• 課題: 下にある『少女革命ウテナ』の感想記事を、最後の文のあとから書き継いでください。

• 本文:
○ ○ ○

僕の世界もそこにある世界だ。 : 『少女革命ウテナ』総感

 最近物凄くブログ更新を怠ってます。夏休み明けで忙しいというのももちろん大きな理由ですし、前に書いたように、そもそも記事のネタとなるアニメ視聴ができてないというのもひとつの理由です。しかし一番の理由は他にあって、書きかけで止まっている『ウテナ』の感想が、本編を最後まで観たところ作品が想像以上に大傑作であったために、ウテナについてきちんと書いてからでなければ他の記事は書けないなという気持ちがある一方、あまりいいかげんな事は書けないぞという、ある種の勝手なプレッシャーを感じてしまっていたためですw そうして手が止まってしまった時に、とりあえず何か書き出してみようとするのではなく、何を書くかは後で考える事にするか!となってしまうあたりが、小学校の時から「夏休みの宿題は後回し理論」で生きてきたダメ人間の性なのかもしれません。しかし来期アニメの波という締め切りも押し寄せてきてますので、むりくりにでも何か書かねばと思い、今回一応のウテナ総括感想を書きました。
※以下ではウテナの結末部分について触れまくってますので、未見の人は回れ右でそのままTSUTAYAに行ってDVDを全巻レンタルしてきてください。ブログの続きは読まなくてもいいですが、ウテナは観といたほうがいいです。でないと人生大損です。あとwikipediaの『ウテナ』記事はネタバレだらけなので未見の人にはオススメしません。

世界の革命とは何だったのか
 作品感想とはまた別の話ですが、以前書いた『ウテナ』を25話まで観た時点での自分の感想を見返したところ、主題の方向性に対する「読み」が当たらずも遠からずというか、それほど外れてなかったようで少々安心してますw(素っ頓狂なトンデモ中二病コメントもしてたりしますが、そこは初見感想の醍醐味ということでスルーw)「目の前の現実を真摯に生きろ」なんてありもしないメッセージを受け取りそうになってたあたりはおいおい大丈夫かという感じもしますがw
 というわけで、作品内で革命された「世界」とはやはり「個人の価値観」のことでした。

○ ○ ○

• データの中身:
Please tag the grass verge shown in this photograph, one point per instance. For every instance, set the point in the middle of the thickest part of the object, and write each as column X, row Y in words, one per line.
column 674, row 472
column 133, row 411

○ ○ ○

• 回答:
 当初の僕の勝手なイメージとしては、「“世界”を革命する」という言葉の響きから、人類補完計画のような、人類全体の価値観の革命のようなものを想像していました。しかし最終回の終盤、学園世界で流れる日常はあまりにもそれまでと変わりなく、学園では一部の人間を除き、変化を感じ取っている人間は殆どいませんでした。そしてそのことが、「視聴者」という第三の視点から作品世界を眺めている「僕」には寂しかった。世界からウテナがいなくなってしまうなんて。みんなウテナを忘れてしまっているだなんて。
 しかしその寂しさの反動もあって、ウテナが起こした革命の正体が明らかになった時に感じた鮮烈な感動といったらありませんでした。「少女革命ウテナ」とは良く言ったもの。革命されたのがアンシーの価値観、「こころ」だったとは。28、29話に颯爽と登場し、あっという間に退場したルカというイケメンさんがいました。余命わずかなのにも関わらず、彼はジュリ先輩のために悪役演じ、ジュリ先輩のために奇跡の力を得ようとしていました。そんな彼が語った言葉に「奇跡は誰かの犠牲の上に起こる。それに無自覚であることは罪だ。しかし、そんな者にこそ、奇跡は起こるものだ」というようなものがありました。この言葉の重みも相まって、奇跡的な革命を経験したアンシーが最後に「ウテナ・・・!」と、学園世界を後にし、外の世界に旅立つ場面の感動が際立ったように感じました。
いつか一緒に輝いて
 アンシーだけはウテナの事を覚えていてくれたという感動。ウテナが願った革命は成されたのだという感動。その革命を目の当たりにする感動。そして、エンディング曲の「rose&release」と共に不安と期待を半々に感じながら、これまでの学園世界に別れを告げ、確信を持った眼差しで外世界へと旅立つアンシー(とチュチュw)を見守ったときの感動。たった一つのシークエンスでこれだけ感情の雪崩を経験する快感。
 庵野秀明監督は安野モヨコのエッセイコミック『監督不行届』において、『エヴァ』で達成できなかった事(そして安野モヨコの作家としての特徴)として、作品を見終わった人にとって、作品が現実逃避の装置として機能するのではなく、見た人が現実に帰っていく時にエネルギーになるような作品を創ることを挙げていました。その点においては世界の殻を破り、自己の世界の外へ旅立ったアンシーを描ききった『ウテナ』はエヴァを超えたと言えるかもしれません。わりとじめじめした話も多いシリーズでしたが、少なくとも僕は最終回まで観終えて、非常に前向きな気分になりました。本当にこのアニメにこのタイミングで出会えて良かった。
 正直ウテナを観終えてしばらく燃え尽きてました。そして燃え尽きている間に、最終回が鮮烈過ぎたために、途中の数々の名エピソードの記憶が記事にする前に段々と薄れていってしまったのは残念です。しかしまあ、この作品はいつか観返す事もあるでしょう。そのときに何か感じる事があれば、また記事にしてみようと思います。